Study text:
* * *

# Bone as a Sensor of and Responder to Stress During Aging

> **NIH NIH P01** · COLUMBIA UNIVERSITY HEALTH SCIENCES · 2022 · $2,654,597

## Abstract

Project summary
Aging is associated with a myriad of deleterious physical consequences. Among them, we as a group have
recently focused our work on the decreased ability to respond to stress whether it is endogenous, e.g., sex
steroid deprivation or exogenous through bacterial infections or various stressors. This is why the focus of this
P01 application is to characterize the role of bone as an endocrine organ in sensing and responding to stress.
This work is largely motivated by the fact that we have in the past 2 years accumulated in vivo and through the
study of gain and loss of functions animal models, numerous experimental evidence that the two molecules
that this group of investigators characterized as bone-derived hormones, osteocalcin, and lipocalin 2, are
involved in allowing the body to respond to stressors of various kinds. In pursuing this line of investigation, we
have also identified one molecule glutamate, as a regulator of both osteocalcin and lipocalin 2 release during a
stress reaction. At the same time, this work was unfolding another member of the original group of
investigators that worked together in this PO1 application has gathered numerous preliminary evidence that an
endogenous stressor such as estrogen deprivation affects β cell number and biology in an osteocalcin-
dependent manner. Lastly, a new member of our group Dr. Lori Zeltser, an accomplished neuroscientist and
an expert in the biology of appetite and thermogenesis, is revisiting at the most fundamental mechanistic level
an observation two project leaders in the PO1 application, Drs. Ducy and Karsenty had made over 13 years
ago. This observation is that osteocalcin favors energy expenditure and as a result the ability to protect from
another stressor, diet-induced obesity. These broad arrays of preliminary results obtained over the course of
13 years converge on asking the following fundamental and novel question that we propose to address in this
application. Is bone as a sensor and responder to stress throughout life? To address as many aspects as
possible of this question, we intend to blend in this application the bone biology endocrinology and
neuroscience expertise of its four PI’s. Therefore, to address the broad questions we are asking, we propose
to test the following Specific Aims: To determine whether the regulation of the release of osteocalcin can be
harnessed to prevent or rescue manifestations of aging (Project#1) To determine whether bone is an acute
inflammation-sensing organ that mounts lifesaving anti-inflammatory responder through lipocalin 2 secretion by
osteoblasts (Project#2). To determine whether estrogen deprivation at menopause enhances the production of
osteocalcin and as a result may affect β cell biology and glucose homeostasis (Project#3). To investigate
mechanistically whether the decrease in circulating osteocalcin during aging is, a least in part, responsible for
the dysregulation of thermogenesis seen during aging (Project#4).

* * *

Data extracted from a collection:

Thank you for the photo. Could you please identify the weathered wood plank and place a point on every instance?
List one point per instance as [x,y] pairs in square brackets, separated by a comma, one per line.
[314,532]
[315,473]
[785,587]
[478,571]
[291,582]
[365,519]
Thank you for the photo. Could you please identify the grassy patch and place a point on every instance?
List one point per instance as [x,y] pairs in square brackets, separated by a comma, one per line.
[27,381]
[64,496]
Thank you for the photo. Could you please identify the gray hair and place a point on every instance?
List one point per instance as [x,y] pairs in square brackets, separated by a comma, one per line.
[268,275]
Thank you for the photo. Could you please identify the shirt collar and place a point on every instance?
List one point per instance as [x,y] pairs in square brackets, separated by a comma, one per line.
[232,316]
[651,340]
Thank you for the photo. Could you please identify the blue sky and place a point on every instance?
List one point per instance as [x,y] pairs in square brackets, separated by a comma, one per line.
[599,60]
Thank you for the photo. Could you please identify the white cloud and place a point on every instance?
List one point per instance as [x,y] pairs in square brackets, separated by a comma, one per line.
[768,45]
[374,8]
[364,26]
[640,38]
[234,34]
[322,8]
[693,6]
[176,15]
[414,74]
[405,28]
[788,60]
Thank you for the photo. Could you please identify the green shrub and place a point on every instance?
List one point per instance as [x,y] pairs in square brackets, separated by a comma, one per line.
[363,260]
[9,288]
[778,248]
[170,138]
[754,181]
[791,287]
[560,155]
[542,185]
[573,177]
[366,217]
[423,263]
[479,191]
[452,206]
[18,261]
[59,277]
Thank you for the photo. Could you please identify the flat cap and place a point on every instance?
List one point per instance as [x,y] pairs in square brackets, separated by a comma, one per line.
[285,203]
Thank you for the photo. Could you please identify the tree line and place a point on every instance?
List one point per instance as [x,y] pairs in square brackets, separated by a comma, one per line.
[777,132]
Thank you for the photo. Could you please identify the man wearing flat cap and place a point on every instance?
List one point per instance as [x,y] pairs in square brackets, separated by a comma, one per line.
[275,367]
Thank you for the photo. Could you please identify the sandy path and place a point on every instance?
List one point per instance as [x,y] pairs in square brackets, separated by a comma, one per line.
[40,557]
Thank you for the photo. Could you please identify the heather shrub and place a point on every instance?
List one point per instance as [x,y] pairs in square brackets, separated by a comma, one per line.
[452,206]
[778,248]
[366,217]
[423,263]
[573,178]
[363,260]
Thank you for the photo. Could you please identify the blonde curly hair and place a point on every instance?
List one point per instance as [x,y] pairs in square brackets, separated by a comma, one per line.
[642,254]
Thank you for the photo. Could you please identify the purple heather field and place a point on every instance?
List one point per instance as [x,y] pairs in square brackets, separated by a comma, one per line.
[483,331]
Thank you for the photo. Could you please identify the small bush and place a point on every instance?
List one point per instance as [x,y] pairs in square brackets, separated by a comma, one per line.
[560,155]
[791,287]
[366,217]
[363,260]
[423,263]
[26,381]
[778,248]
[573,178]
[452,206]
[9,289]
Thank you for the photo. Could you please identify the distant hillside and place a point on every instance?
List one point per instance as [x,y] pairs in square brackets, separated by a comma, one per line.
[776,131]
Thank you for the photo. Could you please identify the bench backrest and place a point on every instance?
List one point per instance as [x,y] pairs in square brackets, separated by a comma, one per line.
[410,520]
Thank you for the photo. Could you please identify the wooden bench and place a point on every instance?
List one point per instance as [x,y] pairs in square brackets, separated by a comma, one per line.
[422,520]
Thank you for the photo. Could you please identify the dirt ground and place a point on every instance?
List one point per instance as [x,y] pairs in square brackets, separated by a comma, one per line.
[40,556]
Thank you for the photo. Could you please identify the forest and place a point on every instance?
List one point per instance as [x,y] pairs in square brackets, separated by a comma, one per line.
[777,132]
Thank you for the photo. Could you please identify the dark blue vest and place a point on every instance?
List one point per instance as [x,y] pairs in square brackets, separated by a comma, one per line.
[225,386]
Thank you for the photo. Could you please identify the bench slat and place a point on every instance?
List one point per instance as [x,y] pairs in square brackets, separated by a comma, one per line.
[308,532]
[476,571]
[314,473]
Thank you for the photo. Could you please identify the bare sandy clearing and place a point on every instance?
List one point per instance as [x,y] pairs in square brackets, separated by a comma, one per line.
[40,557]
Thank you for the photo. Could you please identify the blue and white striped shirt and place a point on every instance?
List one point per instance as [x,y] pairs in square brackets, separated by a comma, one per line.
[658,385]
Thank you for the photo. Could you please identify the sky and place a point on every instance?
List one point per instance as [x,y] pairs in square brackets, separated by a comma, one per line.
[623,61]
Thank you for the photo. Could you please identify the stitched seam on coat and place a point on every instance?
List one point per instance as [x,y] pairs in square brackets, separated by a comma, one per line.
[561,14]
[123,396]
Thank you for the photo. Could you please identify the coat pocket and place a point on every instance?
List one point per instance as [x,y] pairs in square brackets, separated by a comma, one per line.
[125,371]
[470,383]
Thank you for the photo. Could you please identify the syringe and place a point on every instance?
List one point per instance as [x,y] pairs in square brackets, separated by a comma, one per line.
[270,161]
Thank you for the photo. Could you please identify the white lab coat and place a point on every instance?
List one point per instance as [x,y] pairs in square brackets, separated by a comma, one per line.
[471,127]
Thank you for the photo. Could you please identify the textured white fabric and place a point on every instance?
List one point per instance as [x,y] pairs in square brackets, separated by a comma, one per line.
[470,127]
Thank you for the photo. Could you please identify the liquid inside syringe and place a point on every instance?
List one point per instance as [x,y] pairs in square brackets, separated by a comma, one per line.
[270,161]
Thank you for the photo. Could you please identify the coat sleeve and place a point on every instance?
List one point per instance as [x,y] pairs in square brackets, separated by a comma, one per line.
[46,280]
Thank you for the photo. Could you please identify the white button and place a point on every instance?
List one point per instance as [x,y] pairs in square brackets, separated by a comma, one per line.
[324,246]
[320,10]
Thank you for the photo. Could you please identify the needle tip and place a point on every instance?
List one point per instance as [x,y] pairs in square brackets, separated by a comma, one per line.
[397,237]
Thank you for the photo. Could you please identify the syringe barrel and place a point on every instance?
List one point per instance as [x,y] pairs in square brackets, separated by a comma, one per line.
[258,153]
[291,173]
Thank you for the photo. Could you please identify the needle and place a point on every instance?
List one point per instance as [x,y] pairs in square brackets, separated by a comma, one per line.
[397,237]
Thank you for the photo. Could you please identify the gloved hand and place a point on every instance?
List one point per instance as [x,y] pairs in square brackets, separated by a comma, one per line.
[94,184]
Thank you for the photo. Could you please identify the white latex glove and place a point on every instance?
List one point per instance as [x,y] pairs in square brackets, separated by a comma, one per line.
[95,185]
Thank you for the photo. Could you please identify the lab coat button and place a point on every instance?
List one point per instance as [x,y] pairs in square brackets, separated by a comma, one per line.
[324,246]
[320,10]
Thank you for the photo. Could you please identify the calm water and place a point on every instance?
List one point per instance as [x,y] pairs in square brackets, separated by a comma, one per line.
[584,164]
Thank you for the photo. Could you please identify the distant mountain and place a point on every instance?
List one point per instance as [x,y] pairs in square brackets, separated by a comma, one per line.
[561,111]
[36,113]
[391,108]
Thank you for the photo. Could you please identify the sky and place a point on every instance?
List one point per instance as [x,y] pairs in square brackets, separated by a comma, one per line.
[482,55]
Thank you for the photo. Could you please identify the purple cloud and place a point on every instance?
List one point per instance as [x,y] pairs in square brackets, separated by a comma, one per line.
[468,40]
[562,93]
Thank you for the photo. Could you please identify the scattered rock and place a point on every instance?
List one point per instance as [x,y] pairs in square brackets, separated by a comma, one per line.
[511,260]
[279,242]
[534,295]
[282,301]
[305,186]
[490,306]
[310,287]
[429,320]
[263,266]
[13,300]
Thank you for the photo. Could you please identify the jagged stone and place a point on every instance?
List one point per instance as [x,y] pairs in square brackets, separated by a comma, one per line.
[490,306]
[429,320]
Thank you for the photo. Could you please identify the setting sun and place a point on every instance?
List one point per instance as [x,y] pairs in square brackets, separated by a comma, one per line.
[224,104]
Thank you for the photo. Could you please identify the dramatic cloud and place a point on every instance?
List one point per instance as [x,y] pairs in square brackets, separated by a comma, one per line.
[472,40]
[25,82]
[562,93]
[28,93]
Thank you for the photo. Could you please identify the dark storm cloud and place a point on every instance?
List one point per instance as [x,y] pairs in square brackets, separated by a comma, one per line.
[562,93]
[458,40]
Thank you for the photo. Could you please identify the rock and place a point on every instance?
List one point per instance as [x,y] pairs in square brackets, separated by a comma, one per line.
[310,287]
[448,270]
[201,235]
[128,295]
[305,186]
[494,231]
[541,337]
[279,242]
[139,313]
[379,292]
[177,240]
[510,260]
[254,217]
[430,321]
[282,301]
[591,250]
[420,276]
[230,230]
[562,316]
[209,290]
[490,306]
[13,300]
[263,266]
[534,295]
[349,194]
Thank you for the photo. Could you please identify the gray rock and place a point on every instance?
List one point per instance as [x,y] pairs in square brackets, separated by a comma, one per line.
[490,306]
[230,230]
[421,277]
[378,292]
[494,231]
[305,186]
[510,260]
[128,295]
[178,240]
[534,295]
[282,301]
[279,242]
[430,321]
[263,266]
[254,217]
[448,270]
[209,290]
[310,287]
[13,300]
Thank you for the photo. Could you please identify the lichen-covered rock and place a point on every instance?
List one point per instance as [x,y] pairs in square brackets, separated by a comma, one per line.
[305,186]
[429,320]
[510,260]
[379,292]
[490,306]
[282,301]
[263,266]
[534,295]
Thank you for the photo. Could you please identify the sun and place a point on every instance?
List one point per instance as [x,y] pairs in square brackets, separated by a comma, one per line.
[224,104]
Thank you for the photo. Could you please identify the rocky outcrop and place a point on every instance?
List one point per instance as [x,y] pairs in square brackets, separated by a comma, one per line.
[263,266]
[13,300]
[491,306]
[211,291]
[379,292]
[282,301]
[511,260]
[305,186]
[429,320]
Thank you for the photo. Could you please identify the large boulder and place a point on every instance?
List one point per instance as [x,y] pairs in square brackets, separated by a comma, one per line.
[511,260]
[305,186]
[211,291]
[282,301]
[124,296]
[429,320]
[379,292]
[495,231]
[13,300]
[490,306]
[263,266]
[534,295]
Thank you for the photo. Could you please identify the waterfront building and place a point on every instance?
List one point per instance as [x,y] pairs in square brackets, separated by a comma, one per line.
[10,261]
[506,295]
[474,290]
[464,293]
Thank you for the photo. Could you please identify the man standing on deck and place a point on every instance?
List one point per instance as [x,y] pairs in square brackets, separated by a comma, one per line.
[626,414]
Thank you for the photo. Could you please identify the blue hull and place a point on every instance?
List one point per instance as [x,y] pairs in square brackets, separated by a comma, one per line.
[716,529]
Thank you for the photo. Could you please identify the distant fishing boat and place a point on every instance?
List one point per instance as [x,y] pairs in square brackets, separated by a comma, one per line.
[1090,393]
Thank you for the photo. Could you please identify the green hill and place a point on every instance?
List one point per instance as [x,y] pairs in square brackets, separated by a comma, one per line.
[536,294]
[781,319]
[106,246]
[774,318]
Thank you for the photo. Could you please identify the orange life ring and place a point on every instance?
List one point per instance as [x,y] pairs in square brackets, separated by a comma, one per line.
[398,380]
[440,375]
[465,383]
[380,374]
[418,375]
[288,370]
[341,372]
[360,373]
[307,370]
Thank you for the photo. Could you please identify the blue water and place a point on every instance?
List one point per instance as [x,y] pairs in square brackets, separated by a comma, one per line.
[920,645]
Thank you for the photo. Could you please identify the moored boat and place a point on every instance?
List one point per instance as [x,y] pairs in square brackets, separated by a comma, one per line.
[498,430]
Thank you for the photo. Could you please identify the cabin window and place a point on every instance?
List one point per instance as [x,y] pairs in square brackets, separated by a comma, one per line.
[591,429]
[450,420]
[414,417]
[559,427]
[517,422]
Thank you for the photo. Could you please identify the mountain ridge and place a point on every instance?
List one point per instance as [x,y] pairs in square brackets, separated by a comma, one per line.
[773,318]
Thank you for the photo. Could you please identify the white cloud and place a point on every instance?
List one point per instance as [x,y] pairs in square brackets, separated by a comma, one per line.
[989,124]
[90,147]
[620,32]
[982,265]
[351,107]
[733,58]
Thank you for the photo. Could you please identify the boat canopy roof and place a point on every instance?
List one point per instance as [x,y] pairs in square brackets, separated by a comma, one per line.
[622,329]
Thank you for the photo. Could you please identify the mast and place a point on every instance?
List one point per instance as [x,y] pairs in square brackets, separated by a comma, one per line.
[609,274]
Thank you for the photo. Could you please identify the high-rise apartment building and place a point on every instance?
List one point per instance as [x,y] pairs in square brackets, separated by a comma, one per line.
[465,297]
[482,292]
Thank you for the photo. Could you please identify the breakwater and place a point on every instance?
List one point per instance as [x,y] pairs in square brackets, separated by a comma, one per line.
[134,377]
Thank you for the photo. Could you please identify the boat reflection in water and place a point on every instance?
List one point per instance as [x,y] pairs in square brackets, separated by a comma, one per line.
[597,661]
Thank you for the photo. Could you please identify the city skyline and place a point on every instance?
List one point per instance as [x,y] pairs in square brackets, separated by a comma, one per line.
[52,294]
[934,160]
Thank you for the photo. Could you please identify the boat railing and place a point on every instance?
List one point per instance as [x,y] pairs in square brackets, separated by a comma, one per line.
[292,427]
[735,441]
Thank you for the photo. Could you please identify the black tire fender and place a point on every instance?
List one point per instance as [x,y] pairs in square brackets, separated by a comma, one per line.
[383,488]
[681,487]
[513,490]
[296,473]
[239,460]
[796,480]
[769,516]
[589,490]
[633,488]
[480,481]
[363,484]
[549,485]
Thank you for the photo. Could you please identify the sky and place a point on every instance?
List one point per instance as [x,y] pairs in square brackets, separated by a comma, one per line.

* * *

What this exercise asks:
1. Answer these questions about the abstract on bone and stress, whose text appears above the items:
(a) Which molecule did the group identify as a regulator of both osteocalcin and lipocalin 2 release during a stress reaction?
(b) Who is named as the new member of the group, described as an expert in appetite and thermogenesis?
(c) Which project will ask whether estrogen deprivation at menopause enhances the production of osteocalcin?
2. Extend the abstract on bone and stress, which appears above the items, beginning after its final sentence about Project#4.

Expected responses:
1.
(a) Glutamate.
(b) Dr. Lori Zeltser.
(c) Project#3.

2.
## Key facts

- **NIH application ID:** 10417239
- **Project number:** 5P01AG032959-13
- **Recipient organization:** COLUMBIA UNIVERSITY HEALTH SCIENCES
- **Principal Investigator:** Gerard Karsenty
- **Activity code:** P01 (R01, R21, SBIR, etc.)
- **Funding institute:** NIH
- **Fiscal year:** 2022
- **Award amount:** $2,654,597
- **Award type:** 5
- **Project period:** 2010-09-15 → 2025-05-31

## Primary source

NIH RePORTER: https://reporter.nih.gov/project-details/10417239

## Citation

> US National Institutes of Health, RePORTER application 10417239, Bone as a Sensor of and Responder to Stress During Aging (5P01AG032959-13). Retrieved via AI Analytics 2026-05-22 from https://api.ai-analytics.org/grant/nih/10417239. Licensed CC0.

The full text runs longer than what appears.